● **DER TEXT**

Eng, Körper an Körper, stehen die Tänzer zusammen. Ihre nach vorn gebeugten Rücken heben und senken sich heftig im Rhythmus der Musik. Wie ein einziges Organ, ein pochendes Herz. Abrupt löst sich eine Tänzerin aus der Gruppe, blickt zögernd zurück, einen Augenblick lang, um sich den andern gleich wieder anzuschliessen. Im Saal des Ballett Zürich sind fast alle der 36 Ensemblemitglieder anwesend. Geprobt wird das neue Stück «Winterreise», das die Ballettsaison am Opernhaus eröffnen wird.

● **DIE AUFGABE**
Führe den Text oben über die Ballettprobe in Zürich nach seinem letzten Satz weiter.

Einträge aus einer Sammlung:

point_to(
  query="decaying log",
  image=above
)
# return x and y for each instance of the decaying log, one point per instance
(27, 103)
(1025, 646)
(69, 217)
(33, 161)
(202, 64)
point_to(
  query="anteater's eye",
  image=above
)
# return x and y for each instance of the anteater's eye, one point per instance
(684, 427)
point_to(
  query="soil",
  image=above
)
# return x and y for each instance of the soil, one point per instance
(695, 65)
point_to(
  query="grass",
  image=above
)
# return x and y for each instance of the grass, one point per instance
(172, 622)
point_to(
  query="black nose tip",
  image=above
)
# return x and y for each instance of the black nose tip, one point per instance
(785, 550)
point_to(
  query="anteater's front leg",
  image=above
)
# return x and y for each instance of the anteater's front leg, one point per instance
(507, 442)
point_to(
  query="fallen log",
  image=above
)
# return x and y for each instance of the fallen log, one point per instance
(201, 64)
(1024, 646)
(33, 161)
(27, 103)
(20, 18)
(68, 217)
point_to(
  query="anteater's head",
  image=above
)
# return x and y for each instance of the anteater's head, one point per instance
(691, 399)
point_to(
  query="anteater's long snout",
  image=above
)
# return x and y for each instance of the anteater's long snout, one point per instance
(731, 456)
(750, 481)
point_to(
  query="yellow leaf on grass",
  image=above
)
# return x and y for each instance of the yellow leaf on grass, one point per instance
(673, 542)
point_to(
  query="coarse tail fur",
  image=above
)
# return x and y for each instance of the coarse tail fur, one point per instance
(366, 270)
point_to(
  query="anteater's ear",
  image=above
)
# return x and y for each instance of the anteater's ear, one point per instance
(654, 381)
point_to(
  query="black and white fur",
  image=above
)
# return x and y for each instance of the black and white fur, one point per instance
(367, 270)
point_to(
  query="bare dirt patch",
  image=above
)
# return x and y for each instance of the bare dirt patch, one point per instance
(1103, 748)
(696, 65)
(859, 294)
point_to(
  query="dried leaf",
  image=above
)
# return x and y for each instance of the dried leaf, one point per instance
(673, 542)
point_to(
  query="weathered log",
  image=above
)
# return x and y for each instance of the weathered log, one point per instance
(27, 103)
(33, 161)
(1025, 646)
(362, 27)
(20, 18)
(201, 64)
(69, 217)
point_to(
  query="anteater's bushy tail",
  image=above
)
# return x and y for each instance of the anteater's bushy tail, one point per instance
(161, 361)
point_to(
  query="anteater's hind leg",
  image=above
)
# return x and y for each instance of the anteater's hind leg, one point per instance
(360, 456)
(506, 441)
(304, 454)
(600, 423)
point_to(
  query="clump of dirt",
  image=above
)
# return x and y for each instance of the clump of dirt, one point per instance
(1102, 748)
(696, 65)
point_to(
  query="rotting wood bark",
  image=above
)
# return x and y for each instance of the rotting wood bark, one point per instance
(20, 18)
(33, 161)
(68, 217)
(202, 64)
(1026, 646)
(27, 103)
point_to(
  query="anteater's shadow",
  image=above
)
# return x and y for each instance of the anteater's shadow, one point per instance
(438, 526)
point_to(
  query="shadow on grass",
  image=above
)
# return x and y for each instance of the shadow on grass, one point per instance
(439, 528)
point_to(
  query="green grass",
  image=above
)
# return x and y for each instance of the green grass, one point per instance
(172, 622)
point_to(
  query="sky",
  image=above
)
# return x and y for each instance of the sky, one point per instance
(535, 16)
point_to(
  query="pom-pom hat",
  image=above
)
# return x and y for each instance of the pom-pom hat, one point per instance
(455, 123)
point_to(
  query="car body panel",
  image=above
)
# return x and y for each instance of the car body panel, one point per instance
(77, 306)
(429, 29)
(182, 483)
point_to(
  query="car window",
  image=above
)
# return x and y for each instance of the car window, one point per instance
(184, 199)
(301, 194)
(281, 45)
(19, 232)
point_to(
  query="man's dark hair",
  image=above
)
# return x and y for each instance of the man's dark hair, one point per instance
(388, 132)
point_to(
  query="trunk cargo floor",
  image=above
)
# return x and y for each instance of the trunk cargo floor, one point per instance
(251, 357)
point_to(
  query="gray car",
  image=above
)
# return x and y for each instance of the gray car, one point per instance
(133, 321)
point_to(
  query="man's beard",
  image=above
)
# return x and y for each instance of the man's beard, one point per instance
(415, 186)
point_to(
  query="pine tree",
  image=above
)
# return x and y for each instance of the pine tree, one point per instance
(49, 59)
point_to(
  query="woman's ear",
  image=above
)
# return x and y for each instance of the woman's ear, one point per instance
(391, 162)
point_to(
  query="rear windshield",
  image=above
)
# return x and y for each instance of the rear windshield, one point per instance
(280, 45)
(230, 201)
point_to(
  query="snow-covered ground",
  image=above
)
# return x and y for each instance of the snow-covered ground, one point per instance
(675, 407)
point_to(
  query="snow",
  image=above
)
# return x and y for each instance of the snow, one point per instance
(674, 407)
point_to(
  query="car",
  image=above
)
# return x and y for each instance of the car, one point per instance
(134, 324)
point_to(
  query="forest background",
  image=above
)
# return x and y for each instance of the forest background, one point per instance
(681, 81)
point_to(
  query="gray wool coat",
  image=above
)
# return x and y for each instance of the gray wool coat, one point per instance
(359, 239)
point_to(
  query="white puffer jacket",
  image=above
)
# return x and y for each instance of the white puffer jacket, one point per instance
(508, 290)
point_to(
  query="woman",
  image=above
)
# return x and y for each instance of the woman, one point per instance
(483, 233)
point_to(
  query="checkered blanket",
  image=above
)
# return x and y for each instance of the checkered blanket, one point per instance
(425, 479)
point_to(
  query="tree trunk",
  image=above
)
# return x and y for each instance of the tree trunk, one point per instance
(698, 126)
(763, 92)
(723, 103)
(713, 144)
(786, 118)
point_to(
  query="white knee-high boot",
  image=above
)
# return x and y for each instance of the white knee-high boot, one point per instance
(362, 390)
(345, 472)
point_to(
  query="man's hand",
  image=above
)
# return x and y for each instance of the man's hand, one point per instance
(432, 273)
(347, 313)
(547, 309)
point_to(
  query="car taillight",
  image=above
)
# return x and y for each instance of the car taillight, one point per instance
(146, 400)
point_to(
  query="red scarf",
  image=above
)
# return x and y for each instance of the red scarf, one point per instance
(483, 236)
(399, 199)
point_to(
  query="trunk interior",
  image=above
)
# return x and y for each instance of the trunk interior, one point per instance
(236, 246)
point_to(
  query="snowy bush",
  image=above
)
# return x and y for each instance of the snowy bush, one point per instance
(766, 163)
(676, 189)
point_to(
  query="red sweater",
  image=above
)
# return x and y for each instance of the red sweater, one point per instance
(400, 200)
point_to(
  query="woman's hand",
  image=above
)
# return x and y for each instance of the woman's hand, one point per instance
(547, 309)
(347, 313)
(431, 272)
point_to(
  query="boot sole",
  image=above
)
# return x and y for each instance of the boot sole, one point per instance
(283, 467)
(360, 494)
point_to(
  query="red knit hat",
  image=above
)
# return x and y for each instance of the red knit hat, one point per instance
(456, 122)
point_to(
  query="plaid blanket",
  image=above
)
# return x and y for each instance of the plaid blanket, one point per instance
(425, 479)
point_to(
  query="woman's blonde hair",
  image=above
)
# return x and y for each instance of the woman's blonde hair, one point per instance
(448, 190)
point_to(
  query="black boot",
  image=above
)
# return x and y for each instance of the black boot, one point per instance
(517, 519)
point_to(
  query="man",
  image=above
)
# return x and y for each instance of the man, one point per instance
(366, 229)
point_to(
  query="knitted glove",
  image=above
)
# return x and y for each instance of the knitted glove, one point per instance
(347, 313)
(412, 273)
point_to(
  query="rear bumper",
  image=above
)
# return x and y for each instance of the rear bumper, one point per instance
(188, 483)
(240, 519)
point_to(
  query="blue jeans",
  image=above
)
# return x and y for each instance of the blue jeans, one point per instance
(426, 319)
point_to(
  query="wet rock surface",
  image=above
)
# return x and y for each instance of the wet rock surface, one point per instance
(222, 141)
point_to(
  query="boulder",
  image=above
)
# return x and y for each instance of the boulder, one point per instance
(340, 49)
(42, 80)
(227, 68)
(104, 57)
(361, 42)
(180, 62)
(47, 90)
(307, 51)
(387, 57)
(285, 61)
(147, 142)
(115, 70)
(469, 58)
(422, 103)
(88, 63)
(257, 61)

...

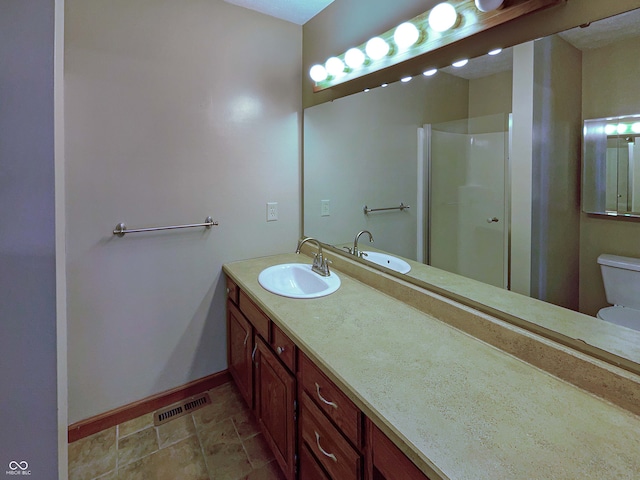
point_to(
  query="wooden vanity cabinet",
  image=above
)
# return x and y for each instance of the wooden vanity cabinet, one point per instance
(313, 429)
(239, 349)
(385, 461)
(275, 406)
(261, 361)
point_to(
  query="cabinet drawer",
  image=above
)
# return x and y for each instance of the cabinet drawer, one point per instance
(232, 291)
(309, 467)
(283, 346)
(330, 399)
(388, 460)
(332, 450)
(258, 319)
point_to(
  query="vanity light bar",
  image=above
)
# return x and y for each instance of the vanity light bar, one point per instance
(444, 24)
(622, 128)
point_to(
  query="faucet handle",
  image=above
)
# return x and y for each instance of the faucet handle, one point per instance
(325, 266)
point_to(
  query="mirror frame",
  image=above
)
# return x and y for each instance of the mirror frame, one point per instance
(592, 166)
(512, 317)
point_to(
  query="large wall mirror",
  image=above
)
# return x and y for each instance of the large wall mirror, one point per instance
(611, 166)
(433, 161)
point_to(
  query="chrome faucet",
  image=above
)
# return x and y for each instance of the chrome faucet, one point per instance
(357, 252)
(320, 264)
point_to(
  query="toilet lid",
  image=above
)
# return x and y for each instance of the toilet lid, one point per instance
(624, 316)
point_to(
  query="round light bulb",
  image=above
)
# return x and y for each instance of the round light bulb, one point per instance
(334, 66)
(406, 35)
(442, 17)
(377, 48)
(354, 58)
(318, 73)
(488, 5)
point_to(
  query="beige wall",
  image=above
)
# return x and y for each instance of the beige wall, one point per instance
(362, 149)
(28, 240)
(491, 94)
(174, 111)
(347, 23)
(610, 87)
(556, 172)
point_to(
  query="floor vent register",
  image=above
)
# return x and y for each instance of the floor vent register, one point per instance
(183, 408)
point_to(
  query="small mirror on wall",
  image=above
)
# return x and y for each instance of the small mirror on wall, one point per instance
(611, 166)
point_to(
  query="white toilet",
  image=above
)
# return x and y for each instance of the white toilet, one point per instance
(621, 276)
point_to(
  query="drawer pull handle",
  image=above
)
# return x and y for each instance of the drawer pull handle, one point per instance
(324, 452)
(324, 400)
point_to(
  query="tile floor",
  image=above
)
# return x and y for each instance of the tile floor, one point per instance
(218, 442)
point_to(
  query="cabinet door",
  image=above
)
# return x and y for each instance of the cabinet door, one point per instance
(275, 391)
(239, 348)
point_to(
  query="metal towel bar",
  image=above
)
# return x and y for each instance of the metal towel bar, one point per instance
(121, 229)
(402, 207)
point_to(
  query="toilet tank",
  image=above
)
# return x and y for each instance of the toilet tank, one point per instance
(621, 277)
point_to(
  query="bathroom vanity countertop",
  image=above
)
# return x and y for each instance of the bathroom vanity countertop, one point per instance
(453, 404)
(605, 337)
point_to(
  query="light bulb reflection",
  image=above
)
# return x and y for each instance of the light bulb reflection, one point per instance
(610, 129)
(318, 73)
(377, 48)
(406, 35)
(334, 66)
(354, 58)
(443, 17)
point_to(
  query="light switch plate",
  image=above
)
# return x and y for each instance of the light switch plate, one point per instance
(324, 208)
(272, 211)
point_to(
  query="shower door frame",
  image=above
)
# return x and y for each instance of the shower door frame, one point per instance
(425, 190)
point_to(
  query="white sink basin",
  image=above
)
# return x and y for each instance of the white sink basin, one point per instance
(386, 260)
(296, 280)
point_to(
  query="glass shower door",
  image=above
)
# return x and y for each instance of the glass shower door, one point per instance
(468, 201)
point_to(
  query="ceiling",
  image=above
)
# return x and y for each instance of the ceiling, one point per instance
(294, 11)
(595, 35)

...

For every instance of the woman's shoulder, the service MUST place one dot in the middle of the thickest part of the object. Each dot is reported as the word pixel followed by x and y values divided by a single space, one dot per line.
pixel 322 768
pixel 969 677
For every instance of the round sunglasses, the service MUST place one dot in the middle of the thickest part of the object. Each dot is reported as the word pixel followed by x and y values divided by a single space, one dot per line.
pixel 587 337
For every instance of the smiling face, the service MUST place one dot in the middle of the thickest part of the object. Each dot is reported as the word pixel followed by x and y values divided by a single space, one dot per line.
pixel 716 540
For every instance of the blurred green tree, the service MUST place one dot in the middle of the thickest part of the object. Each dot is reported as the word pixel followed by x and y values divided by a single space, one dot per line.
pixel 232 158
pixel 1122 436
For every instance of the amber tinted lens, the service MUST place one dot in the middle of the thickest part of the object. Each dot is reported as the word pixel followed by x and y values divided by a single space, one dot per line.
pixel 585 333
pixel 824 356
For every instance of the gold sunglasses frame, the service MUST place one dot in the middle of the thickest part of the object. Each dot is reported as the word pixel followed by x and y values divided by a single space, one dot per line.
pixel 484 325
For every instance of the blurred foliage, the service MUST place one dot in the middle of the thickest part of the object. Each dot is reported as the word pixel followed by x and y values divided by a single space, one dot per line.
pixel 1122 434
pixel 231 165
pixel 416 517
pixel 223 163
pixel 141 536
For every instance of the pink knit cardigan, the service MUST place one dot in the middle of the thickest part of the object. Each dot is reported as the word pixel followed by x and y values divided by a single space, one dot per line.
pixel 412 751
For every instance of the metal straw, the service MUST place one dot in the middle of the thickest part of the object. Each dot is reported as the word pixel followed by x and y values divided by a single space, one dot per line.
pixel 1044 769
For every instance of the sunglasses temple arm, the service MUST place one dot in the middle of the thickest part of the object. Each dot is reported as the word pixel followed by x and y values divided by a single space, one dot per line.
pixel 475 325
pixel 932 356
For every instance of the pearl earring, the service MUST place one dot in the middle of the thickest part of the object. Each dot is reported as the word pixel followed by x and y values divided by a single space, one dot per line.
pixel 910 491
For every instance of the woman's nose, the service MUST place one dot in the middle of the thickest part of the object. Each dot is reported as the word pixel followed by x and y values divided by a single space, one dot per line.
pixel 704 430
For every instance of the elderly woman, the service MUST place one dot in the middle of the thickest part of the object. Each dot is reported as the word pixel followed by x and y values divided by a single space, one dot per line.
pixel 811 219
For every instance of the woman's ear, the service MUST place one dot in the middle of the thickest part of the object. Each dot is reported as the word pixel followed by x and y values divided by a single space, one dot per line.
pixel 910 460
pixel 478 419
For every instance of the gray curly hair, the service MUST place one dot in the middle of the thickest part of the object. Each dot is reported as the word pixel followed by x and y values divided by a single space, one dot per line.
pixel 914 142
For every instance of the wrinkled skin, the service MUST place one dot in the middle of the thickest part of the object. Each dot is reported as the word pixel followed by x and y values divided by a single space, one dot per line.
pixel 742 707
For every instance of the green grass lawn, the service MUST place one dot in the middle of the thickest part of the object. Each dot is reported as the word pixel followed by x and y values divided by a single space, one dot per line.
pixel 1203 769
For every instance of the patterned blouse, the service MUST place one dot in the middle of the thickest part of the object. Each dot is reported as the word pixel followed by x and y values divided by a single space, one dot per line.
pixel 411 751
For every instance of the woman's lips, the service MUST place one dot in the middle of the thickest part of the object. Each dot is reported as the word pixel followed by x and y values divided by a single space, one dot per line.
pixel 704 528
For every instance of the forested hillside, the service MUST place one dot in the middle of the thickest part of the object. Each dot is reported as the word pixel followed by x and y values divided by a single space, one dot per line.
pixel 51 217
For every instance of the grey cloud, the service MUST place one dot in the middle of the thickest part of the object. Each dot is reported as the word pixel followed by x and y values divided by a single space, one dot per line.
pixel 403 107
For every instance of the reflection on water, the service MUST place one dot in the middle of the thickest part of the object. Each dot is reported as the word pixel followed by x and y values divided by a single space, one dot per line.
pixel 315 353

● **LÖSUNG DAZU**
Ein grosses Tableau in Schichtungen
Bis auf eine Solistin in Spitzenschuhen tragen alle schweres Schuhwerk. Es trappelt und klappert, wenn die Tänzerinnen und Tänzer im Pulk vorwärtsschreiten. «Die Liebe liebt das Wandern …», klingt es aus den Boxen. Es ist das erste Stück aus dem Liederzyklus «Winterreise» von Franz Schubert, hier in der Neuinterpretation des zeitgenössischen Komponisten Hans Zender. Da erhebt sich der Choreograf Christian Spuck und winkt ab. Er möchte die Bewegungen der Tänzer, die jetzt in einer geraden Linie stehen und zeitlich verschoben von links nach rechts vorrücken, präziser haben.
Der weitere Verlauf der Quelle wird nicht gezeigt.